_Teks Bacaan_
= = =
Preloader logo

Persis siapkan Judicial Review Perppu 2/2017

BANDUNG (sigabah.com)—Keluarnya Perppu no 2 tahun 2017 dinilai sebagai berpotensi bagi rezim untuk memberangus lawan politiknya, hal tersebut dibuktikan dengan dihilangkannya proses pengadilan yang fair dalam pembubaran ormas.

Sebagai komitmen nyata menjaga keutuhan NKRI, Pimpinan Pusat Persatuan Islam (PP Persis) melakukan langkah-langkah strategis guna menolak Perppu yang dinilai menjadi permasalahan bangsa Indonesia.

Upaya tersebut diantaranya dengan jalur konstitusional melalui gugatan Judicial Review Perppu ke Mahkamah Konstitusi. Selain itu Persis pun beraudiensi dengan pimpinan DPR RI, agar menolak Perppu tersebut menjadi undang undang.

Selain itu, PP Persis juga menggunakan proses edukasi masyarakat tentang apa dampak negatif yang akan muncul dari Perppu ini jika terus diberlakukan. Kelangsungan ormas-ormas Islam dan ormas lainnya yang dinilai subjektif oleh rezim yang berkuasa saat ini, konflik horizontal bisa saja terjadi.

Salah satu cara edukasi yang sudah ditempuh adalah dengan focus group discussion (FGD) dengan menghadirkan pakar-pakar hukum di kantor PP Persis, Sabtu (22/07/2017). Setelah dikaji secara objektif dan ilmiah, ternyata Perppu no 2/2017 menjadi murni problema hukum ketatanegaraan Indonesia, bukan masalah setuju atau tidak setuju pembubaran suatu ormas.

Dalam FGD tersebut, Dr. Indra Perwira, SH. menyampaikan beberapa poin penting.

Pertama, substansi pengaturan Perppu khususnya mengenai ketentuan pidana telah melanggar asas hukum pidana. “Tidak ada orang yang dapat dipidana tanpa perbuatan pidana. Perbuatan pidana tentunya adalah perbuatan yang konkrit objeknya perbuatannya dan akibatnya dijabarkan dalam pasal pidana”, ujarnya.

Indra juga mengkritisi frasa “dan lain lain” tidak diperbolehkan dalam legal drafting dikarenakan akan membuka peluang penafsiran sepihak oleh penegak hukum padahal pasal perundang-undangan harus berfrasa konkrit.
= = =
[Entri data hasil ekstraksi]
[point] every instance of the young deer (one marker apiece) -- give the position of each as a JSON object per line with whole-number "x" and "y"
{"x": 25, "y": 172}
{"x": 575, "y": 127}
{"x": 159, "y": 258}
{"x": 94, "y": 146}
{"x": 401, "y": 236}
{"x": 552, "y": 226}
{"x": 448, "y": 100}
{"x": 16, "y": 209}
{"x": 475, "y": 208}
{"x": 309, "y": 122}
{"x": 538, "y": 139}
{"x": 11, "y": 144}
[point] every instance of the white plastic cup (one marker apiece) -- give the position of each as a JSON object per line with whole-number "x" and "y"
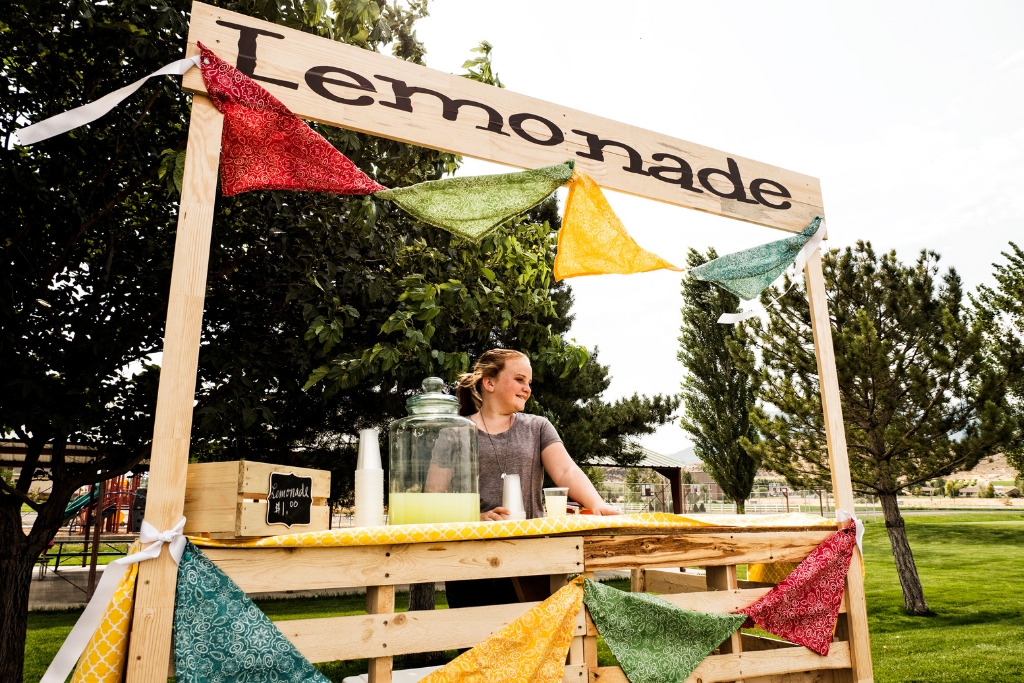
{"x": 555, "y": 501}
{"x": 370, "y": 451}
{"x": 512, "y": 494}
= = =
_Tujuan Latihan_
Menurut teks tentang Perppu 2/2017, ke lembaga mana PP Persis mengajukan gugatan Judicial Review Perppu? Entri data tersebut tidak diperlukan untuk mengerjakan latihan ini.

_Pembahasan_
Ke Mahkamah Konstitusi.